Content starts

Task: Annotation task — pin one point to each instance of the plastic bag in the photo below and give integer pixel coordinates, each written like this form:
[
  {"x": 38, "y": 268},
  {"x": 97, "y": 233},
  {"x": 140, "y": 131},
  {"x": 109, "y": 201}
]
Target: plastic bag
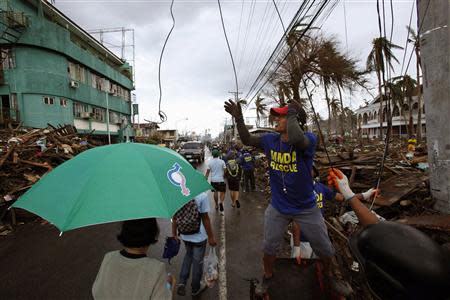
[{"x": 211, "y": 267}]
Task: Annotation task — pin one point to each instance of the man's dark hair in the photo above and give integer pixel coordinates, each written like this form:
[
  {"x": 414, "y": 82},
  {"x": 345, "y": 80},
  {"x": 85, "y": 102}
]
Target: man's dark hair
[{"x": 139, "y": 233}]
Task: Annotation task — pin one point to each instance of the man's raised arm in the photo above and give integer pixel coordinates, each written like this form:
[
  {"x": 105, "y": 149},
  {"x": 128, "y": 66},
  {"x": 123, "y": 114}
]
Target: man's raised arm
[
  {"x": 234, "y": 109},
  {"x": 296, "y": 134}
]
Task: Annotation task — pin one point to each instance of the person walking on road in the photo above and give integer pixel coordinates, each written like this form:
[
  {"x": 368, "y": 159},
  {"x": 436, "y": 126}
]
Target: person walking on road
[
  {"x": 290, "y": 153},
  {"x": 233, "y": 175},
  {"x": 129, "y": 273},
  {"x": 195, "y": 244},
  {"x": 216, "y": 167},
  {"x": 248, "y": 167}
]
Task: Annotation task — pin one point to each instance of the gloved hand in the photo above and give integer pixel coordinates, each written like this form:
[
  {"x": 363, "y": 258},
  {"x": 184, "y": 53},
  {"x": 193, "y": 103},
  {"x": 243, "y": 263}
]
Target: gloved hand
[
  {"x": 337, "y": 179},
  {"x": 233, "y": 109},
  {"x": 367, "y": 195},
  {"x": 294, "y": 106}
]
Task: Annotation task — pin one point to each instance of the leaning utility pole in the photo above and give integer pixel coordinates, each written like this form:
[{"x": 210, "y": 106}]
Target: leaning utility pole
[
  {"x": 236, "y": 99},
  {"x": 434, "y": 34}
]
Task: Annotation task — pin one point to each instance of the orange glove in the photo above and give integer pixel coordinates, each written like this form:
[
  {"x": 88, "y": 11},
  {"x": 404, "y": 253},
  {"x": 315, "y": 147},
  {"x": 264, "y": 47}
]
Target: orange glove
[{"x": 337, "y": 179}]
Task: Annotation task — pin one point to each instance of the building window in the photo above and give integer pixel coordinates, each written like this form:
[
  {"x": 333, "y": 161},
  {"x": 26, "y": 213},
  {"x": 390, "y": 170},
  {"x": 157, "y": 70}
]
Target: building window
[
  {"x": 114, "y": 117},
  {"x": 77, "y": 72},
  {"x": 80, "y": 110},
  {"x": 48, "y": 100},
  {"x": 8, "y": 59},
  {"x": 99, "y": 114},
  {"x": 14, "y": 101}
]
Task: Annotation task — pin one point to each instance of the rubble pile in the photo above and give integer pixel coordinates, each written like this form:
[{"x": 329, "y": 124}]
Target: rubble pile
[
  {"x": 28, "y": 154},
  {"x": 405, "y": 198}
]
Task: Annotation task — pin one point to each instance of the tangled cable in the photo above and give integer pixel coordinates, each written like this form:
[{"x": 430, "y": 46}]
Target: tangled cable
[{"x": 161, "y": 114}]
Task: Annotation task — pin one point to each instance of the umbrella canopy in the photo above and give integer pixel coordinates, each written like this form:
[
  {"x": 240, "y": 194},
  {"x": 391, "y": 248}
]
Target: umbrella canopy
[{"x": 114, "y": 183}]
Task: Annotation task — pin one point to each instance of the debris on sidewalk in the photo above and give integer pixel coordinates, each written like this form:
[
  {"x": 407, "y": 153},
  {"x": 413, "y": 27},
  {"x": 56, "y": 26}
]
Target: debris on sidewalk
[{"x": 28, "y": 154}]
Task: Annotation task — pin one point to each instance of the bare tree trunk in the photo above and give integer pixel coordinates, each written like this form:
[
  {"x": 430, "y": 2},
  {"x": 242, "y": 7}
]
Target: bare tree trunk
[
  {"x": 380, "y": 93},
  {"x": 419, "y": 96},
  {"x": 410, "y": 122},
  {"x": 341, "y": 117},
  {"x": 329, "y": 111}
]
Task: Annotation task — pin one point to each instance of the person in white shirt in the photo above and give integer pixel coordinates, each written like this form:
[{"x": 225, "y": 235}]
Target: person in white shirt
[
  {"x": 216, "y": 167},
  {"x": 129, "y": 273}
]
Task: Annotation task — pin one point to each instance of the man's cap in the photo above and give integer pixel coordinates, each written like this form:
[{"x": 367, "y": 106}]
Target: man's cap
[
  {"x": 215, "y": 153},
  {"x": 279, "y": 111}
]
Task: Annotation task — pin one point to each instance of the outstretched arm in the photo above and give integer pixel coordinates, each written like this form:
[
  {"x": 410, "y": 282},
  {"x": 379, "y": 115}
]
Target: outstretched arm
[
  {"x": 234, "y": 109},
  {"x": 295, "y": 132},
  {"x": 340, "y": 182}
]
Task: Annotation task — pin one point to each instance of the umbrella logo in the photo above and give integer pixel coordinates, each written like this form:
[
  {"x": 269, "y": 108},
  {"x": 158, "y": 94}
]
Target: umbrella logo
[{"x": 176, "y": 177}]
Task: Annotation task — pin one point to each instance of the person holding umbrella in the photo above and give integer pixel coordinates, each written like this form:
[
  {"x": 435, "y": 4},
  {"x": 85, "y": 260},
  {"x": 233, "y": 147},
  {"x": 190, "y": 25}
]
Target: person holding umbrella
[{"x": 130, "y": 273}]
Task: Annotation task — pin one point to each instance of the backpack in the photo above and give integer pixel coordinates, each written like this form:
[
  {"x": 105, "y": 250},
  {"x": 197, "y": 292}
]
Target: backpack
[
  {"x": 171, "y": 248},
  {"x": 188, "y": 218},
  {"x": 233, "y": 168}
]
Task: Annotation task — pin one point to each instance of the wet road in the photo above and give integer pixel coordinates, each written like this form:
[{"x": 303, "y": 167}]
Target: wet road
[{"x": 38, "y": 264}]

Content ends

- _To do_
All the lines above are to be given again exactly as they read, with the pictures removed.

- _Response to this exercise_
Task: Annotation task — pin one point to each instance of the plastic bag in the photo below and give integer pixel coordinates, each written like this form:
[
  {"x": 38, "y": 268},
  {"x": 97, "y": 233},
  {"x": 140, "y": 131},
  {"x": 109, "y": 201}
]
Target: plastic bag
[{"x": 211, "y": 267}]
Task: Annotation task — pin one point to each instance of the man's dark hair in the photo above and give integer pixel coordinates, each written like this form:
[
  {"x": 414, "y": 82},
  {"x": 345, "y": 80},
  {"x": 85, "y": 102}
]
Target: man's dark hair
[{"x": 139, "y": 233}]
Task: Annotation task — pin one point to each instance of the man's raised arm in the photo above and give integer pixel coordinates, each written like this form:
[
  {"x": 105, "y": 149},
  {"x": 128, "y": 66},
  {"x": 123, "y": 114}
]
Target: man's raised arm
[
  {"x": 234, "y": 109},
  {"x": 296, "y": 134}
]
Task: Annotation task — pin one point to each instance of the person walking on road in the photo above and give integer pixel coordinates, each written like this form:
[
  {"x": 368, "y": 159},
  {"x": 436, "y": 126}
]
Target: person walking on road
[
  {"x": 290, "y": 153},
  {"x": 233, "y": 175},
  {"x": 129, "y": 273},
  {"x": 195, "y": 244},
  {"x": 216, "y": 167},
  {"x": 248, "y": 167}
]
Task: Annotation task — pin one point to each instance of the gloved hand in the photo above and give integer pixel coordinates, each written like this form:
[
  {"x": 363, "y": 258},
  {"x": 184, "y": 53},
  {"x": 193, "y": 103},
  {"x": 243, "y": 263}
]
Target: gloved hand
[
  {"x": 337, "y": 179},
  {"x": 233, "y": 109},
  {"x": 367, "y": 195},
  {"x": 294, "y": 106}
]
Task: Annotation task — pin one point to each instance of the leaning utility pole in the photo above and give integer pixel coordinates, each written like this form:
[{"x": 210, "y": 106}]
Target: leaning utility pole
[
  {"x": 236, "y": 99},
  {"x": 434, "y": 34}
]
Task: Annotation task — pin one point to each instance of the orange glove in the photo above and give integer pixel coordinates, each written like this form:
[
  {"x": 88, "y": 11},
  {"x": 404, "y": 253},
  {"x": 315, "y": 147},
  {"x": 264, "y": 47}
]
Target: orange glove
[{"x": 337, "y": 179}]
Task: Annotation task — pin one point to each instance of the building window in the photo above and give integer pixel coordinates, each written like this form:
[
  {"x": 333, "y": 161},
  {"x": 26, "y": 213},
  {"x": 390, "y": 170},
  {"x": 157, "y": 70}
]
Target: building window
[
  {"x": 114, "y": 117},
  {"x": 77, "y": 72},
  {"x": 80, "y": 110},
  {"x": 48, "y": 100},
  {"x": 8, "y": 59},
  {"x": 99, "y": 114},
  {"x": 14, "y": 101}
]
Task: Annotation task — pin one point to each instance of the rubble pile in the photo above and give integer pixel coordinates, each written like this form:
[{"x": 329, "y": 124}]
Target: rubble pile
[
  {"x": 28, "y": 154},
  {"x": 405, "y": 198}
]
Task: Annotation task — pin one point to each instance of the tangled cable in the photo above and give integer pixel coordinates, each written like this form:
[{"x": 430, "y": 46}]
Target: tangled cable
[{"x": 161, "y": 114}]
Task: Annotation task — pin one point to each instance of the umbrella canopy in the photo above and give integer pixel coordinates, each written like this form:
[
  {"x": 240, "y": 194},
  {"x": 391, "y": 248}
]
Target: umbrella canopy
[{"x": 114, "y": 183}]
Task: Annotation task — pin one point to each instance of the debris on sidewalk in the photo above and give integer pixel coordinates, each written like this form:
[
  {"x": 407, "y": 153},
  {"x": 413, "y": 27},
  {"x": 56, "y": 26}
]
Target: debris on sidewalk
[{"x": 28, "y": 154}]
Task: Annotation task — pin one point to each instance of the bare tree trunk in the photo above and give integer pixel coordinates, each written like this form:
[
  {"x": 430, "y": 2},
  {"x": 242, "y": 7}
]
Target: bare tree trunk
[
  {"x": 380, "y": 93},
  {"x": 419, "y": 96},
  {"x": 410, "y": 122},
  {"x": 341, "y": 117},
  {"x": 329, "y": 111}
]
Task: Annotation task — pin one point to each instance of the person in white shirt in the photo above and give integer pixel coordinates, each written like this form:
[{"x": 225, "y": 235}]
Target: person in white shirt
[
  {"x": 216, "y": 167},
  {"x": 129, "y": 273}
]
Task: Annotation task — pin one point to each instance of the man's cap in the photo above and give integer pixel coordinates, each written like this form:
[{"x": 367, "y": 106}]
Target: man's cap
[
  {"x": 215, "y": 153},
  {"x": 279, "y": 111}
]
Task: Annotation task — pin one point to each instance of the outstretched arm in the photo above and give integer pixel coordinates, each written like this form:
[
  {"x": 410, "y": 282},
  {"x": 379, "y": 115}
]
Target: outstretched arm
[
  {"x": 234, "y": 109},
  {"x": 295, "y": 132},
  {"x": 340, "y": 182}
]
Task: Annotation task — pin one point to each instance of the umbrella logo in the photo above and give integer pixel coordinates, each written like this form:
[
  {"x": 269, "y": 108},
  {"x": 158, "y": 94}
]
Target: umbrella logo
[{"x": 176, "y": 177}]
Task: Annotation task — pin one point to each instance of the person holding umbrella in the photo above and give integer pixel coordinates, each written like this form:
[
  {"x": 435, "y": 4},
  {"x": 85, "y": 260},
  {"x": 233, "y": 147},
  {"x": 190, "y": 25}
]
Target: person holding umbrella
[{"x": 130, "y": 273}]
Task: Annotation task — pin one point to each instance of the backpack in the photo above and give integer pixel coordinates, each written like this form:
[
  {"x": 105, "y": 250},
  {"x": 197, "y": 292}
]
Target: backpack
[
  {"x": 171, "y": 248},
  {"x": 188, "y": 218},
  {"x": 233, "y": 168}
]
Task: Annotation task — pin one point to each instance of the wet road in the photo above and give integer pixel coordinates, each written like this form:
[{"x": 303, "y": 167}]
Target: wet road
[{"x": 38, "y": 264}]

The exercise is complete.